- TO BE DONE
Write out the whole listing exactly as it stands.

- LISTING

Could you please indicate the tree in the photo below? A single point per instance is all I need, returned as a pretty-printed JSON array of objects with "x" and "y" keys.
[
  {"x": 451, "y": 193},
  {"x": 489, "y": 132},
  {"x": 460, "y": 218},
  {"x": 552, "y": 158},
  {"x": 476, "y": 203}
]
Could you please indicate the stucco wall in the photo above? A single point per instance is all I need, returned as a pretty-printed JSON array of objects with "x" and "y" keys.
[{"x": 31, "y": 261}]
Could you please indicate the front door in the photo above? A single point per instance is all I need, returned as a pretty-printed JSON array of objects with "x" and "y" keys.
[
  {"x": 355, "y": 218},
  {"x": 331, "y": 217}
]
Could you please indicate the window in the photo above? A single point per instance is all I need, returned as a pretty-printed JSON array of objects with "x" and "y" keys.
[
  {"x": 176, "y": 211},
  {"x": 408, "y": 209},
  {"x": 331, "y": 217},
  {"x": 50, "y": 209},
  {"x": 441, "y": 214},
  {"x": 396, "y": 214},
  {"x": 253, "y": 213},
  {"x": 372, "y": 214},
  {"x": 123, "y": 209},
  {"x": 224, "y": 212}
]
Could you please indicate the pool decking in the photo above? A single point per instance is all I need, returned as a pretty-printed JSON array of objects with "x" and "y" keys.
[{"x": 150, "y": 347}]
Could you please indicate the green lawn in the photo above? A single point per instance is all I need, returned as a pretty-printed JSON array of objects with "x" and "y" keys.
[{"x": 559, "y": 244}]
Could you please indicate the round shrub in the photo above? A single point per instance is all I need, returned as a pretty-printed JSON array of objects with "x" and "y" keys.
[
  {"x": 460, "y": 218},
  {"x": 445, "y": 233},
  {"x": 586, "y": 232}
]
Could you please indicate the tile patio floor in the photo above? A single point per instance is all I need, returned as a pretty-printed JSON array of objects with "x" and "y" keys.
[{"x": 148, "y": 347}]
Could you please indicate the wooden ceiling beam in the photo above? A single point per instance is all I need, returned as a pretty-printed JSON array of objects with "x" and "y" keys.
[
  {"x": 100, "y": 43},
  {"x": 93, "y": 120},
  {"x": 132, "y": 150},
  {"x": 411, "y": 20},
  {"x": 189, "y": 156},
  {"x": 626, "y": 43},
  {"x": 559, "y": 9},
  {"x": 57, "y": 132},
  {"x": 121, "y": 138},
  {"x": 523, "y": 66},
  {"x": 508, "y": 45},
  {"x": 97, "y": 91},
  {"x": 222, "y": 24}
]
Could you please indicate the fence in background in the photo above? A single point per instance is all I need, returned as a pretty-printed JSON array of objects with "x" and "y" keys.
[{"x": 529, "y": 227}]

- FULL SOLUTION
Could you please indicate the tree in the photo below? A single point per instance is all I need, returned as a pretty-printed JSON array of objects with "x" and "y" keys.
[
  {"x": 451, "y": 193},
  {"x": 489, "y": 132},
  {"x": 460, "y": 218},
  {"x": 552, "y": 158},
  {"x": 476, "y": 203}
]
Could you please indicate the stucco wall in the photo above? A single point per instance is all I need, returned as a pretty-printed JSON array of objects with "x" and "y" keys.
[{"x": 31, "y": 261}]
Could you please indicate the front door in the photo above? A single point per instance is all I need, returned as a pretty-printed JSON array of objects with "x" and "y" keys.
[
  {"x": 355, "y": 218},
  {"x": 331, "y": 217}
]
Could you please indicate the window in the photo above? A single point per instance is all I need, returned as a pretty-printed JSON array of objects with "x" and "y" keys.
[
  {"x": 176, "y": 211},
  {"x": 408, "y": 209},
  {"x": 331, "y": 217},
  {"x": 50, "y": 209},
  {"x": 441, "y": 214},
  {"x": 396, "y": 214},
  {"x": 253, "y": 213},
  {"x": 372, "y": 214},
  {"x": 123, "y": 209},
  {"x": 224, "y": 212}
]
Could you please indicate the pool decking in the photo above? A single point per instance is all I need, returned as a pretty-printed JSON array of objects with "x" and "y" keys.
[{"x": 150, "y": 347}]
Could you please indicate the green lawn in the photo above? A single point per instance is all I need, returned as a pretty-printed JSON array of objects with "x" and "y" keys.
[{"x": 559, "y": 244}]
Could you please indicate the round shrub in the photo above? A single point per instance is all I need, returned as a pretty-printed JSON array of objects with "x" and "y" keys.
[
  {"x": 460, "y": 218},
  {"x": 445, "y": 233},
  {"x": 586, "y": 232}
]
Could you please indicate the tile patio floor in the photo above? A single point per instance is all I need, returned as a pretty-printed JSON array of objects with "x" and "y" keys.
[{"x": 148, "y": 347}]
Could you please indicate the wooden ceiling beam in the photo above? A single point per instance is all I need, returned as a pretty-printed JSON array of objects with "x" and "y" keys.
[
  {"x": 100, "y": 43},
  {"x": 93, "y": 120},
  {"x": 132, "y": 150},
  {"x": 411, "y": 20},
  {"x": 189, "y": 156},
  {"x": 626, "y": 43},
  {"x": 559, "y": 9},
  {"x": 57, "y": 132},
  {"x": 121, "y": 138},
  {"x": 523, "y": 66},
  {"x": 508, "y": 45},
  {"x": 97, "y": 91},
  {"x": 222, "y": 24}
]
Could you please indicate the fence in background in the photo above? A single point per instance is all I need, returned as a pretty-printed JSON array of objects with "x" and "y" keys.
[{"x": 529, "y": 227}]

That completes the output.